- **THE EXERCISE**
Please copy the rows below, swapping each "ice floe" for "ice chunk" and changing nothing else.
# # # # #
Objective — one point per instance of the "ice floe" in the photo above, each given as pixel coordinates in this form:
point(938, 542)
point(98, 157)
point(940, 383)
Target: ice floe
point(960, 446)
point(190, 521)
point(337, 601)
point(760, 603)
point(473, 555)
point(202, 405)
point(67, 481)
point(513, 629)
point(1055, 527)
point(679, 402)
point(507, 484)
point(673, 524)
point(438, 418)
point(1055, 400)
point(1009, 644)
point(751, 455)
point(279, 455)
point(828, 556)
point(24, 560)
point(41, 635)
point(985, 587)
# # # # #
- **WRITTEN ANSWER**
Objective — one point per instance of the "ice chunk" in the photo above, each given as pixel coordinates in this form:
point(938, 542)
point(98, 157)
point(940, 383)
Target: ice chunk
point(960, 446)
point(190, 521)
point(337, 601)
point(760, 603)
point(473, 555)
point(202, 405)
point(67, 481)
point(513, 629)
point(1055, 527)
point(679, 402)
point(507, 484)
point(673, 524)
point(438, 418)
point(1055, 400)
point(1009, 644)
point(751, 455)
point(279, 455)
point(828, 556)
point(24, 560)
point(41, 635)
point(985, 587)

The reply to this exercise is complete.